-- RECORDS FOR THIS EXERCISE follows --

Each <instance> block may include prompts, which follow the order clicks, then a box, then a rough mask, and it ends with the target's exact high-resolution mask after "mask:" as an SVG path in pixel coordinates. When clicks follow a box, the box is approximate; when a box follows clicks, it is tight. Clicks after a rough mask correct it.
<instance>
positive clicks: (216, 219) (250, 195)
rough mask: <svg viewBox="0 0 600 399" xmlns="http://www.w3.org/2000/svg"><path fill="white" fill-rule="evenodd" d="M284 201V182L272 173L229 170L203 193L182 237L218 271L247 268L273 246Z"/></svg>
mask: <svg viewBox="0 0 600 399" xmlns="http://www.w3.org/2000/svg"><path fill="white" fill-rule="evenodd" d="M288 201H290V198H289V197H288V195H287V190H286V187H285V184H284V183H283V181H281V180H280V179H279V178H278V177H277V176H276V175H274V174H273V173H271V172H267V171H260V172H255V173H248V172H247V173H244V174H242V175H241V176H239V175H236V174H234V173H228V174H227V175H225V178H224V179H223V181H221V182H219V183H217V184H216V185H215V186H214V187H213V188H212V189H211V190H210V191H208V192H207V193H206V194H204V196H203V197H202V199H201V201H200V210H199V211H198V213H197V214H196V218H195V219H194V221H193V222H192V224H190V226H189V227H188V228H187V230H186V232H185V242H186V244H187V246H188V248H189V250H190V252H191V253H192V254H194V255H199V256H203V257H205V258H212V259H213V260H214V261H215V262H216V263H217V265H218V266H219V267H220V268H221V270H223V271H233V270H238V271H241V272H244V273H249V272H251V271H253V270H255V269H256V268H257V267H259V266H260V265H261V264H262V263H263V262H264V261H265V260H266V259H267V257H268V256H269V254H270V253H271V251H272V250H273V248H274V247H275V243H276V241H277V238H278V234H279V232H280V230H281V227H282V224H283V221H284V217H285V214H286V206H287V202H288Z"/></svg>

-- RECORDS FOR THIS EXERCISE concluded --

→ TASK TO CARRY OUT
Retype all of the entries shown above, exactly.

→ SOLUTION TO THIS PROBLEM
Each <instance> block may include prompts, which follow the order clicks, then a box, then a rough mask, and it ends with the target's exact high-resolution mask after "mask:" as an SVG path in pixel coordinates. When clicks follow a box, the box is approximate; when a box follows clicks, it is tight. Clicks after a rough mask correct it.
<instance>
positive clicks: (216, 219) (250, 195)
rough mask: <svg viewBox="0 0 600 399" xmlns="http://www.w3.org/2000/svg"><path fill="white" fill-rule="evenodd" d="M284 201V182L272 173L229 170L203 193L182 237L218 271L247 268L273 246Z"/></svg>
mask: <svg viewBox="0 0 600 399" xmlns="http://www.w3.org/2000/svg"><path fill="white" fill-rule="evenodd" d="M288 201H290V198H289V197H288V195H287V190H286V187H285V184H284V183H283V181H281V180H280V179H279V178H278V177H277V176H276V175H274V174H273V173H271V172H267V171H260V172H255V173H248V172H247V173H244V174H242V175H241V176H239V175H236V174H234V173H228V174H227V175H225V178H224V179H223V181H221V182H219V183H217V184H216V185H215V186H214V187H213V188H212V189H211V190H210V191H208V192H207V193H206V194H204V196H203V197H202V199H201V201H200V210H199V211H198V213H197V214H196V218H195V219H194V221H193V222H192V224H190V226H189V227H188V228H187V230H186V232H185V242H186V244H187V246H188V248H189V250H190V252H191V253H192V254H194V255H199V256H203V257H205V258H212V259H213V260H214V261H215V262H216V263H217V265H218V266H219V267H220V268H221V270H223V271H233V270H238V271H241V272H244V273H249V272H251V271H253V270H255V269H256V268H257V267H259V266H260V265H261V264H262V263H263V262H264V261H265V260H266V259H267V257H268V256H269V254H270V253H271V251H272V250H273V248H274V247H275V243H276V241H277V238H278V234H279V232H280V230H281V227H282V224H283V221H284V217H285V214H286V206H287V202H288Z"/></svg>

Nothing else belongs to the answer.